* Directions for this task *
Turn the lines of the records that begin with the line containing "[tag] cloudy sky: a pin per instance" and run through the line containing "(1176, 501)" into a numbered list, leaving out any blank lines. Include both of those lines and nothing outside that span.

* Object position labeling records *
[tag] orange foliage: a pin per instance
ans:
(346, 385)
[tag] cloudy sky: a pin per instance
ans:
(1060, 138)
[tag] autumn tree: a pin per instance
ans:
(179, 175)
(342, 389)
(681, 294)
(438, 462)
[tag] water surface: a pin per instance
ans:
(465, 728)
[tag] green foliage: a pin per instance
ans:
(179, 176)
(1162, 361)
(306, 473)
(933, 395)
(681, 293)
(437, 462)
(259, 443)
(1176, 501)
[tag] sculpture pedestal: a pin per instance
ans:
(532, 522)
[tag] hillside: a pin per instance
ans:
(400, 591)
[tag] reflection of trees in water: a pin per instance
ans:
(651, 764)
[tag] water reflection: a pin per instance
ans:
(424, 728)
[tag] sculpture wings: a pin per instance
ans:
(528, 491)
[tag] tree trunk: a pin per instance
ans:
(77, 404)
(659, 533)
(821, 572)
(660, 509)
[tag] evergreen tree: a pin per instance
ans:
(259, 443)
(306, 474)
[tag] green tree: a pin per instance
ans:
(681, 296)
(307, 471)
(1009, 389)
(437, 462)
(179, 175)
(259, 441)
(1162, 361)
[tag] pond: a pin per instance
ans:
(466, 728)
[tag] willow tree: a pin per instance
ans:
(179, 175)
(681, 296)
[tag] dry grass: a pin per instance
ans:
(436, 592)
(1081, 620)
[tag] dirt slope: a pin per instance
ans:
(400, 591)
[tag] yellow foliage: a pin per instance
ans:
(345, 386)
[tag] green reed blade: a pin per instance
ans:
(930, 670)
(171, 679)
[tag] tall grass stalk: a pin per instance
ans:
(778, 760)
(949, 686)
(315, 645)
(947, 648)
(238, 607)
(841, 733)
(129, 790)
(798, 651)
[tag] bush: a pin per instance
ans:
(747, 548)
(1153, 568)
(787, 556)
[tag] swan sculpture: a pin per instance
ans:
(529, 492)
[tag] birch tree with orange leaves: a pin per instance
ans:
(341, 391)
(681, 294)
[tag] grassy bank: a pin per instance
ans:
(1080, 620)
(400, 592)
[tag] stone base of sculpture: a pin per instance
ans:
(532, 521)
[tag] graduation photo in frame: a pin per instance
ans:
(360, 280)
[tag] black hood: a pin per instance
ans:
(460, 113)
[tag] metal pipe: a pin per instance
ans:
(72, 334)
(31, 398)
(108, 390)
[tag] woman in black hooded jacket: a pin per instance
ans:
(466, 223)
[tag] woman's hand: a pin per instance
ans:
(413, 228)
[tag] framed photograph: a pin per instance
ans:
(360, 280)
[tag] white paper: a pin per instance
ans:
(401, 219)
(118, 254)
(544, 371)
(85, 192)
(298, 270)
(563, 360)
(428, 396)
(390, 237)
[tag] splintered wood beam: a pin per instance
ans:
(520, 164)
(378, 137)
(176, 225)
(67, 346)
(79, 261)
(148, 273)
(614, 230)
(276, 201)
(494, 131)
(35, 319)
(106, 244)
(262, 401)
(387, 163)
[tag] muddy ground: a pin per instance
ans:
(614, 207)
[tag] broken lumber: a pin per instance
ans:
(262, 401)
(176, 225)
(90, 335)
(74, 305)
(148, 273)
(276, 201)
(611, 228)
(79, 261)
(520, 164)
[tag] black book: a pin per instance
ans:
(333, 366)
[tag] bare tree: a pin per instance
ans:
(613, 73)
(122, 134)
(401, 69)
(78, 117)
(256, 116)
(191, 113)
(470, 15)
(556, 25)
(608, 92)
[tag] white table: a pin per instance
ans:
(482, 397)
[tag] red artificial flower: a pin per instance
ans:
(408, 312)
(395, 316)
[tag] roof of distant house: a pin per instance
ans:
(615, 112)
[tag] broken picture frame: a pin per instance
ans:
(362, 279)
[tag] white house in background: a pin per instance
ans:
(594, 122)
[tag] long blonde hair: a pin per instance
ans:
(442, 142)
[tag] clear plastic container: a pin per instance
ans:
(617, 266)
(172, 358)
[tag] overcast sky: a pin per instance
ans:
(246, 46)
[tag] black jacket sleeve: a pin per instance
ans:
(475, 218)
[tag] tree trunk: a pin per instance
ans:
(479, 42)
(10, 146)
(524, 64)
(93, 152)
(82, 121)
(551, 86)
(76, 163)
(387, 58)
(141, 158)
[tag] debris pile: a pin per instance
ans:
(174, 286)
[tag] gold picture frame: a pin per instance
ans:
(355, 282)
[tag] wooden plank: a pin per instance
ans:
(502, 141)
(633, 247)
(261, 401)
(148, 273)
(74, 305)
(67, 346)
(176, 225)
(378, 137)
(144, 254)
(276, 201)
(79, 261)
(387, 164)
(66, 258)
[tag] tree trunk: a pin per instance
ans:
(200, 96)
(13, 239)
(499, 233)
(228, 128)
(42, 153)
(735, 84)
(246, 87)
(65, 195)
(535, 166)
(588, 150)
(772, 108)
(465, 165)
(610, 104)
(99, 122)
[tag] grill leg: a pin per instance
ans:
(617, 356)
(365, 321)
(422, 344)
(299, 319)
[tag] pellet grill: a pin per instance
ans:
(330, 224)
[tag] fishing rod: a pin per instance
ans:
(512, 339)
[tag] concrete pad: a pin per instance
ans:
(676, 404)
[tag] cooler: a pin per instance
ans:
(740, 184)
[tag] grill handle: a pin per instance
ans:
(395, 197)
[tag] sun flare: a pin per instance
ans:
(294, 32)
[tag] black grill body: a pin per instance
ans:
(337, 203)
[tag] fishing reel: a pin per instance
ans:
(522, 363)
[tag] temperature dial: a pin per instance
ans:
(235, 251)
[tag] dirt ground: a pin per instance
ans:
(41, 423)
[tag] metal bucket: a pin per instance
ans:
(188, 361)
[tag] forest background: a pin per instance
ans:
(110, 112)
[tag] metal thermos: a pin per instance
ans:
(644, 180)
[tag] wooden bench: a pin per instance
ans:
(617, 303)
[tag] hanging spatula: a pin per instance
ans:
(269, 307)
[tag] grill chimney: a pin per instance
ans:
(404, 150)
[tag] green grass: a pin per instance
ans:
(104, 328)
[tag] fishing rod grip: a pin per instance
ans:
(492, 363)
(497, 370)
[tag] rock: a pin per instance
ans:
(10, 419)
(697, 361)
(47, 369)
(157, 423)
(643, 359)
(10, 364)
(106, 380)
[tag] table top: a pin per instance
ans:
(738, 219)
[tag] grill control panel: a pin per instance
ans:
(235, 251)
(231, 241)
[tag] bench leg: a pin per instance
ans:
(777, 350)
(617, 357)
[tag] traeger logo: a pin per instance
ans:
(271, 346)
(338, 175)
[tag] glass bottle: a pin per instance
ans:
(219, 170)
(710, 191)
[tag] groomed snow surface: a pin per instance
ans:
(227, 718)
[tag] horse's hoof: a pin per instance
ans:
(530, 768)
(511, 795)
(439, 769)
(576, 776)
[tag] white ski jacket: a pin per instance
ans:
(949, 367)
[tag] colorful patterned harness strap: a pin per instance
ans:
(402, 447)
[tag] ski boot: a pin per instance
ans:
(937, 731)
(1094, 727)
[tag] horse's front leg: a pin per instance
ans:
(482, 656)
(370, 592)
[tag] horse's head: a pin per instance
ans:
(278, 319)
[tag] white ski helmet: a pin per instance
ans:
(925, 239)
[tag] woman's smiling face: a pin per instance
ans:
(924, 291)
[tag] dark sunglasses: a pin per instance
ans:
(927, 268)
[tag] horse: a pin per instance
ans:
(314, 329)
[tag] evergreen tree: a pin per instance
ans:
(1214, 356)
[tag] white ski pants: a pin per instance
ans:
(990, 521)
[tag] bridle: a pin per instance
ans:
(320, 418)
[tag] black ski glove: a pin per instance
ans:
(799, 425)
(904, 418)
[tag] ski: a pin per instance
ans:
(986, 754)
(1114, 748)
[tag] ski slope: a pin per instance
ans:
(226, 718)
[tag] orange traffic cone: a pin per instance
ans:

* The completed task *
1. [tag] cloudy sky: a pin per instance
2. ans:
3. (1060, 138)
4. [tag] autumn tree: a pin per instance
5. ans:
6. (179, 175)
7. (342, 389)
8. (681, 294)
9. (438, 462)
10. [tag] water surface: a pin per instance
11. ans:
12. (465, 728)
13. [tag] green foliage: a pin per instance
14. ans:
15. (179, 176)
16. (1162, 361)
17. (306, 473)
18. (933, 395)
19. (681, 293)
20. (437, 462)
21. (259, 443)
22. (1176, 501)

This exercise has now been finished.